_What this task involves_. Only the lines from the line containing "x=224, y=82" to the end of the entries should be repeated, exactly as they appear.

_Data section_.
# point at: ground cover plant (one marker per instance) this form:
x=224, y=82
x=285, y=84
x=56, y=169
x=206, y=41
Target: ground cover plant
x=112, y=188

_Result of the exercise_.
x=224, y=82
x=285, y=84
x=56, y=169
x=206, y=41
Target: ground cover plant
x=112, y=188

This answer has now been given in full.